• Exercise aim
When you reach the line with "the black blazer" in the listing below, transcribe it and each line after it up to and including the line with "Target: rolled white napkin", exactly and with nothing else.
** Opening Exercise materials block **
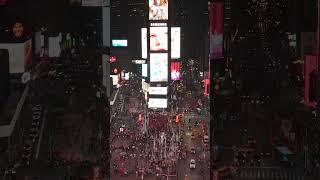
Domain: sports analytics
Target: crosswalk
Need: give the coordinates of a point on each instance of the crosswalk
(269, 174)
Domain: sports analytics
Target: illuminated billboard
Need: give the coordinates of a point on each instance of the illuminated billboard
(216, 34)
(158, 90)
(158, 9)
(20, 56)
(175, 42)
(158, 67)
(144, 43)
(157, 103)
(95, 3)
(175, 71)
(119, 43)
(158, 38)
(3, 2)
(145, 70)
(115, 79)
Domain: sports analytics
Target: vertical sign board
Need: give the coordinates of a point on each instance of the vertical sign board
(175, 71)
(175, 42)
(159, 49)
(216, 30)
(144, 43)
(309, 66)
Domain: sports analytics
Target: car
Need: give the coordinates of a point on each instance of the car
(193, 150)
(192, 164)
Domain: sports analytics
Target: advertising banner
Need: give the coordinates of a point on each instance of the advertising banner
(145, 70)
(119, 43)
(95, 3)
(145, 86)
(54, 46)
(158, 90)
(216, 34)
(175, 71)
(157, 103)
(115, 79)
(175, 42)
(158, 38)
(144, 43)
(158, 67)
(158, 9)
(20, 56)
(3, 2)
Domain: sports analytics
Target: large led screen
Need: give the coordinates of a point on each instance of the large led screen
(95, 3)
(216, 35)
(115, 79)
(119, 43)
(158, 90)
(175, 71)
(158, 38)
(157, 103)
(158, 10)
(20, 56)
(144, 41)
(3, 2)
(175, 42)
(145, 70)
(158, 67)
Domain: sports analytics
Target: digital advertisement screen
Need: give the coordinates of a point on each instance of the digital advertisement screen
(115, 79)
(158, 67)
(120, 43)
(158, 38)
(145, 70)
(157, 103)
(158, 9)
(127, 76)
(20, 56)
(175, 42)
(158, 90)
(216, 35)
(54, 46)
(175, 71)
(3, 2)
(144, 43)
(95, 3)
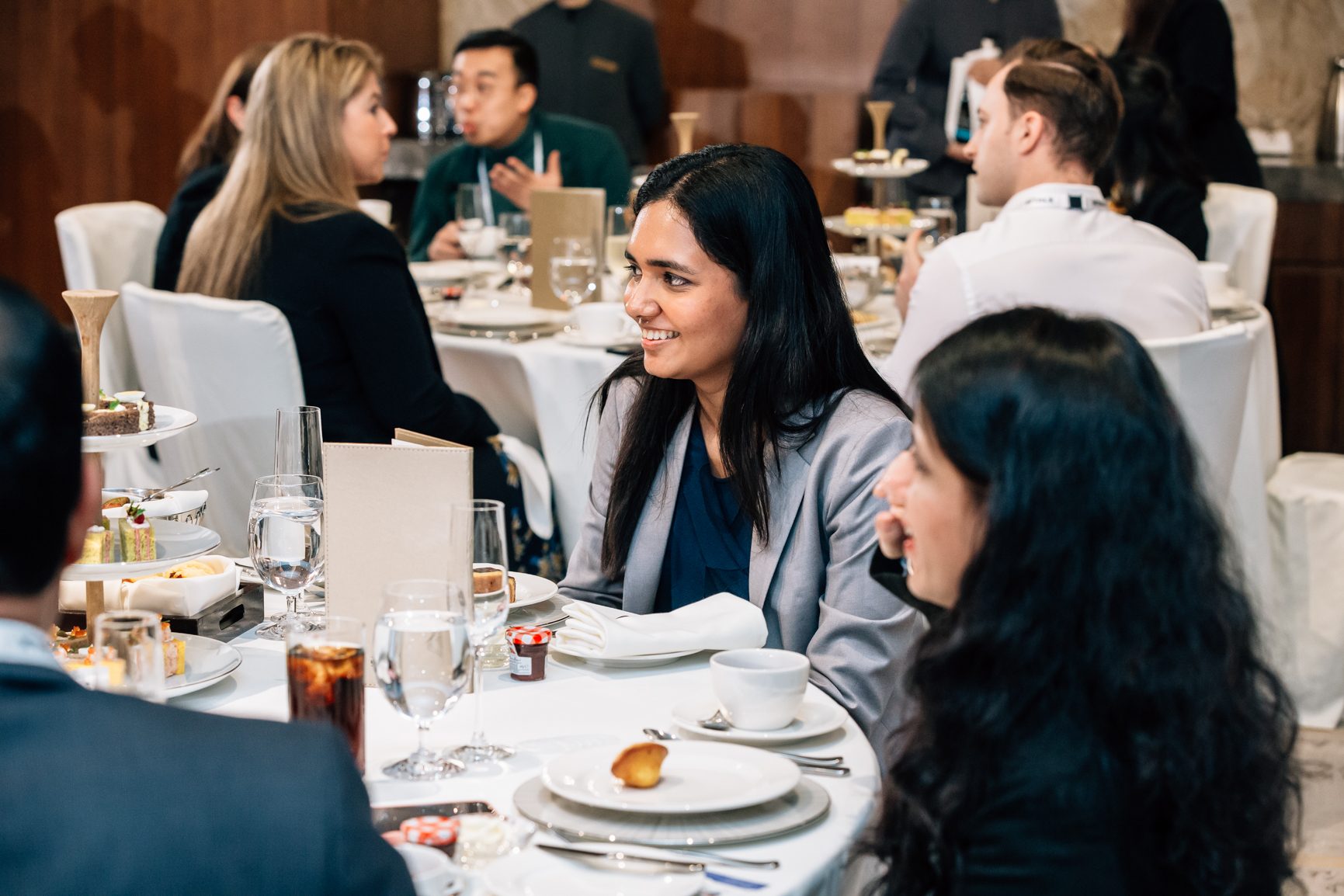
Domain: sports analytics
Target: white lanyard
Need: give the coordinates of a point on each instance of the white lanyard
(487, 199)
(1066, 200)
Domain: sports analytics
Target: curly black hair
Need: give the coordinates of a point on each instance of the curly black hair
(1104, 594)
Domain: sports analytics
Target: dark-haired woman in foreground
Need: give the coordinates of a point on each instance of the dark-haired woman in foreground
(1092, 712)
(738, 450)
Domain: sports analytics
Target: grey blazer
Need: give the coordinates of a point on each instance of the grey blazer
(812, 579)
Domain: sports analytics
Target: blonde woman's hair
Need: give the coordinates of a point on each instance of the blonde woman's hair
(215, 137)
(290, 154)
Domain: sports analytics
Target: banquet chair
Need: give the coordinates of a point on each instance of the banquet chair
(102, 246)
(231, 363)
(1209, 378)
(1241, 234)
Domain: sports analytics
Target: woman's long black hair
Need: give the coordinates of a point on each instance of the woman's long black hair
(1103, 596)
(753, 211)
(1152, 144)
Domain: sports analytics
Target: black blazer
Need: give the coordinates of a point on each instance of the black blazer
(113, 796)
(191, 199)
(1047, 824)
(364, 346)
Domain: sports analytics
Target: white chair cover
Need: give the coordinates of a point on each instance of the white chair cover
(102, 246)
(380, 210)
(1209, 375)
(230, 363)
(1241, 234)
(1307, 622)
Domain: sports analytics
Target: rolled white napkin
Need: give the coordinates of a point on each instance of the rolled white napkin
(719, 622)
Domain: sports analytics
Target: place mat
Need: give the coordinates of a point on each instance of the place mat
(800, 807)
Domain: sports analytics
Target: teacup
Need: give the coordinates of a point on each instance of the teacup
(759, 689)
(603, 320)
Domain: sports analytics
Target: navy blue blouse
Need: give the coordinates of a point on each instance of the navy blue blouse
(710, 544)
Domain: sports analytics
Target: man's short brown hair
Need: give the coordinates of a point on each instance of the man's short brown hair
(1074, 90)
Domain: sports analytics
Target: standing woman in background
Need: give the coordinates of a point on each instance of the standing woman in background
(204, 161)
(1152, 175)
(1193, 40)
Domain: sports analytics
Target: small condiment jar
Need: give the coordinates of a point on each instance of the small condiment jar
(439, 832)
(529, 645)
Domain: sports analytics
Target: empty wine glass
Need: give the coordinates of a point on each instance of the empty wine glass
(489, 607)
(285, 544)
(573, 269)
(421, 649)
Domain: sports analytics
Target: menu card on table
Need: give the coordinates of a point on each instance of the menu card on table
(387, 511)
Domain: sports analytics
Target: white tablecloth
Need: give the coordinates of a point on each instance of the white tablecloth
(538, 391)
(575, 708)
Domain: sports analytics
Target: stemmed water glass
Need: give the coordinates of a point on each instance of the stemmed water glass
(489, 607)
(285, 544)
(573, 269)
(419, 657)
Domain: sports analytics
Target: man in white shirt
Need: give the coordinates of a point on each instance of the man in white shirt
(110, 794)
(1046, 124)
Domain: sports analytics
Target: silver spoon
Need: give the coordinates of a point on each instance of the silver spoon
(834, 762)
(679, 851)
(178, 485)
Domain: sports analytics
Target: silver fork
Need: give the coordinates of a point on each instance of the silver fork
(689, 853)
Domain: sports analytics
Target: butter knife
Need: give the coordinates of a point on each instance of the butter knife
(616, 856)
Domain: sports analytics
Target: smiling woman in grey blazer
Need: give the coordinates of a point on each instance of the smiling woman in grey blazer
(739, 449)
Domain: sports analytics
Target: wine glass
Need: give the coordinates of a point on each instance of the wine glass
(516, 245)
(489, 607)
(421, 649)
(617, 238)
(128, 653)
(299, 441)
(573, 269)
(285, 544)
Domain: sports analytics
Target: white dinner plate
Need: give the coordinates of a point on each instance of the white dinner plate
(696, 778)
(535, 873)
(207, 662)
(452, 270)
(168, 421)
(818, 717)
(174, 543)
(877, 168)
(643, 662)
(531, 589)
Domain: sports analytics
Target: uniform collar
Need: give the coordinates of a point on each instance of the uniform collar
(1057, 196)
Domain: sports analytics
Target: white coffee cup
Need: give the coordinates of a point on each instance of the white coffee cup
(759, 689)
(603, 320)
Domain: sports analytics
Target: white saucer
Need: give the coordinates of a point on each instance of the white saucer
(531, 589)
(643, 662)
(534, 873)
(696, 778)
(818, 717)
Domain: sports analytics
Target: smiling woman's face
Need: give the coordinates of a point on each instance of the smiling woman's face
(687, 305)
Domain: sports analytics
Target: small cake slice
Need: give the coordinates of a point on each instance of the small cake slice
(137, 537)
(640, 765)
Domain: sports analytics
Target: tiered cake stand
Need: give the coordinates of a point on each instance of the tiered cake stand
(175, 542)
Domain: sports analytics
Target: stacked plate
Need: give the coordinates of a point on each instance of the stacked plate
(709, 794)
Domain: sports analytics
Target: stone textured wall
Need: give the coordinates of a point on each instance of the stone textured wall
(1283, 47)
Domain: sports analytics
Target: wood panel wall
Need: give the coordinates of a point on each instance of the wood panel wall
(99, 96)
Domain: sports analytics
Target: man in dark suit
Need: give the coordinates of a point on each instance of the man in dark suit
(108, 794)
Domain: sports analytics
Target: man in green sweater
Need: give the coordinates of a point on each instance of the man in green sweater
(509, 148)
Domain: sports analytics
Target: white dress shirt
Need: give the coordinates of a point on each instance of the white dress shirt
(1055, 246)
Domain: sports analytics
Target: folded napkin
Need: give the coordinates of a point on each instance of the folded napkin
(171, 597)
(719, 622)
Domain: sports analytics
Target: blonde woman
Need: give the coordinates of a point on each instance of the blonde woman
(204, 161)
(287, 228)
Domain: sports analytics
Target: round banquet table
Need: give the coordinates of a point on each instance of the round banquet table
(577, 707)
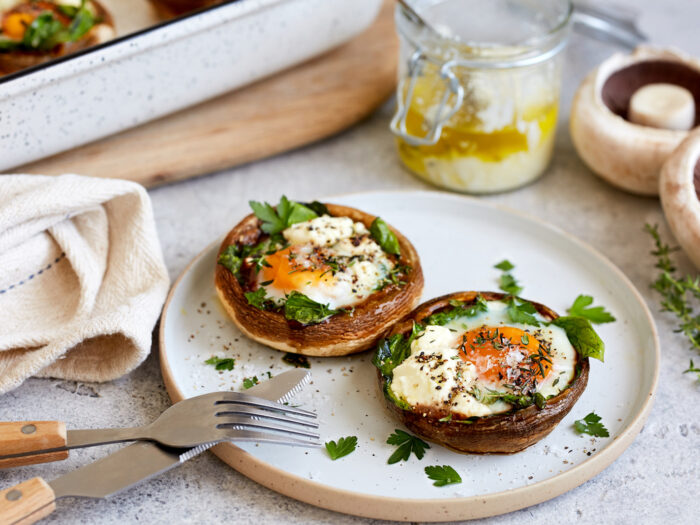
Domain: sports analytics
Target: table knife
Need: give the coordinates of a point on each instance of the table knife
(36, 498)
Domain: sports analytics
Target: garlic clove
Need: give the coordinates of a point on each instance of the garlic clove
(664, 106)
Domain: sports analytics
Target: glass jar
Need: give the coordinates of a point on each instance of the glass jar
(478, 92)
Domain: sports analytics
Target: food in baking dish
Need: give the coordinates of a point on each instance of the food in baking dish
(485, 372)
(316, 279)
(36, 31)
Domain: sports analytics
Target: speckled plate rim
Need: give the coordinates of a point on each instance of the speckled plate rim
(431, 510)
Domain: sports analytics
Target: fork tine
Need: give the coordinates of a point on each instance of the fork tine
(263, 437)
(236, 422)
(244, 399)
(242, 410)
** Closing Exercise materials block **
• Task response
Need: give the coordinates of a point on each instance of the black blazer
(113, 796)
(191, 199)
(1047, 824)
(364, 346)
Domain: sports analytics
Target: white chair cover
Need: give the coordinates of a point on each instance of the white chair cover
(102, 246)
(380, 210)
(1209, 375)
(230, 363)
(1241, 234)
(1307, 622)
Domain: sports analytics
Target: rolled white napkin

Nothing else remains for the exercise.